§ Texte source
►

La bataille de la décentralisation énergétique ne fait que commencer
Peggy Kançal, conseillère régionale d’Aquitaine déléguée au plan climat pour Europe Ecologie – Les Verts, souligne le malaise que provoque le désir de certaines régions à vouloir sortir du nucléaire. Selon elle, ces initiatives «dérangent» le ministère de l’écologie, car «le choix d’une autonomie locale au moyen d’énergies renouvelables rompt en effet complètement avec notre système énergétique national en place».
L’engagement de plusieurs régions, notamment de la Région Aquitaine qui s’est prononcée à la majorité, en séance plénière du 27 juin, en faveur d’un processus de sortie du nucléaire dérange la ministre de l’écologie.
Un malaise tel qu’une circulaire rappelle expressément que les travaux en cours (schémas régionaux climat-air-énergie) «ne doivent pas constituer de prises de position sur la politique énergétique globale», ajoutant que «des motions générales en faveur de la sortie ou du maintien du nucléaire, ou d’appui général aux énergies renouvelables, ne sont pas appropriées dans le cadre de cet exercice».
Comment éluder, d’un coup de circulaire, une question aussi cruciale que le devenir de nos centrales, ou minorer la nécessité de soutenir les filières solaire et éolienne, rudement éprouvées par les différentes directives gouvernementales ? Comment croire que les éléments-clés du débat sur notre avenir énergétique doivent rester confinés entre les quatre murs d’un cabinet ministériel ?

◄

§ Entrées de données
►

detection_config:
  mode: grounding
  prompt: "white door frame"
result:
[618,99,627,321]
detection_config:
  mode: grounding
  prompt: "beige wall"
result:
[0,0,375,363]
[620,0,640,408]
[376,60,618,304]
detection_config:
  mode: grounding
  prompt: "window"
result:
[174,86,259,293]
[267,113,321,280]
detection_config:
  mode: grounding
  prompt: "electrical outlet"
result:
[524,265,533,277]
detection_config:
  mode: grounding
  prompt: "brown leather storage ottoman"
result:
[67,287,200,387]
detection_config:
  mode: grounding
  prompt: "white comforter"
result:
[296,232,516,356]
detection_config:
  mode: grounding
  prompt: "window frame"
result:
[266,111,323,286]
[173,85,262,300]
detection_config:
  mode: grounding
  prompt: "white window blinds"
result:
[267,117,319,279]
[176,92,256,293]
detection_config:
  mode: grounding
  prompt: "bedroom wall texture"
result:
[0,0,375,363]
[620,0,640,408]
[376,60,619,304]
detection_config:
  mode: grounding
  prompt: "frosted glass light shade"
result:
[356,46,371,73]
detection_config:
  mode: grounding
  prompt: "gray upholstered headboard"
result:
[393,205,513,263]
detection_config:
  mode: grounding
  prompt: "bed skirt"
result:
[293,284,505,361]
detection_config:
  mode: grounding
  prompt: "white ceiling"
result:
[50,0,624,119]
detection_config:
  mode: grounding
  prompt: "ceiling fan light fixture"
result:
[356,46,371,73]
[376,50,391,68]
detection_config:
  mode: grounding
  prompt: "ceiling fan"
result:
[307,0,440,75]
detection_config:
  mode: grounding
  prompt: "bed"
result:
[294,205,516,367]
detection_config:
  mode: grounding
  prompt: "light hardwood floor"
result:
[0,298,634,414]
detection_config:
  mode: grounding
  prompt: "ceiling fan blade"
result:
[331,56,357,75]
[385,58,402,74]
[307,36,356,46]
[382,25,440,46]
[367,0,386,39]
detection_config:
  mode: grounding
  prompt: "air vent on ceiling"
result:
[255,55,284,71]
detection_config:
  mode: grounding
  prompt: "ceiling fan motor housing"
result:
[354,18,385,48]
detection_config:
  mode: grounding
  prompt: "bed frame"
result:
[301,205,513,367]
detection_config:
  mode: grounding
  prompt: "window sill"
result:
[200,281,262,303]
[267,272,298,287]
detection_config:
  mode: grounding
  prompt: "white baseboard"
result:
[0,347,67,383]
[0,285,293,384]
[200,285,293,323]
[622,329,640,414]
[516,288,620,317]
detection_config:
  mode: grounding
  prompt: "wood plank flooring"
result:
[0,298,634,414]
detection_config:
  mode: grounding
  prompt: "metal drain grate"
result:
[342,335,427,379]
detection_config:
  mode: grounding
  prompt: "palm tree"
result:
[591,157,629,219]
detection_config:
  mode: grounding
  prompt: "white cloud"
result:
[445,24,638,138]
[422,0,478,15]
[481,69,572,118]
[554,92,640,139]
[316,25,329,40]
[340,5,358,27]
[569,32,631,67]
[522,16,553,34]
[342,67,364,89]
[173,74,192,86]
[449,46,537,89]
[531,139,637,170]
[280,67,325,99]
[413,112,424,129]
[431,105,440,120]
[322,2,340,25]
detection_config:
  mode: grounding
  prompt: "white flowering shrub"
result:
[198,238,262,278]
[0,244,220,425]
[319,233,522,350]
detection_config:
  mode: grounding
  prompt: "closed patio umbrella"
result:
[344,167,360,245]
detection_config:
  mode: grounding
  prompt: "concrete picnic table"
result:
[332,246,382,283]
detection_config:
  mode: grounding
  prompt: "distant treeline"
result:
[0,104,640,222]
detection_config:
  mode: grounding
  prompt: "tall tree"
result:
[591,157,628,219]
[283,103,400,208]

◄

§ Consigne 1
Relevez l'ensemble des passages placés entre guillemets dans le texte sur la décentralisation énergétique.
§ Consigne 2
Recopiez à l'identique le passage des entrées allant de leur première ligne jusqu'à la ligne contenant «[67,287,200,387]», incluse.
Les entrées sont sans rapport avec le texte.

§ Corrigé 1
- «dérangent»
- «le choix d'une autonomie locale au moyen d'énergies renouvelables rompt en effet complètement avec notre système énergétique national en place»
- «ne doivent pas constituer de prises de position sur la politique énergétique globale»
- «des motions générales en faveur de la sortie ou du maintien du nucléaire, ou d'appui général aux énergies renouvelables, ne sont pas appropriées dans le cadre de cet exercice»

§ Corrigé 2
detection_config:
  mode: grounding
  prompt: "white door frame"
result:
[618,99,627,321]
detection_config:
  mode: grounding
  prompt: "beige wall"
result:
[0,0,375,363]
[620,0,640,408]
[376,60,618,304]
detection_config:
  mode: grounding
  prompt: "window"
result:
[174,86,259,293]
[267,113,321,280]
detection_config:
  mode: grounding
  prompt: "electrical outlet"
result:
[524,265,533,277]
detection_config:
  mode: grounding
  prompt: "brown leather storage ottoman"
result:
[67,287,200,387]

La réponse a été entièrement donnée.